▶ Work required: Can you duplicate each of the items below, line for line, without changing anything?

(Dataset entries)
[BEGIN]
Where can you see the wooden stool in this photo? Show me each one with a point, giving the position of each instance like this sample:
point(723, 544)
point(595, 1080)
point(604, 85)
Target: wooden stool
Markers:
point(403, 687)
[END]
▶ Written solution:
Where can you see the wooden stool in this photo? Show me each one with a point, giving the position of each instance like this sample:
point(723, 544)
point(595, 1080)
point(604, 85)
Target: wooden stool
Markers:
point(403, 687)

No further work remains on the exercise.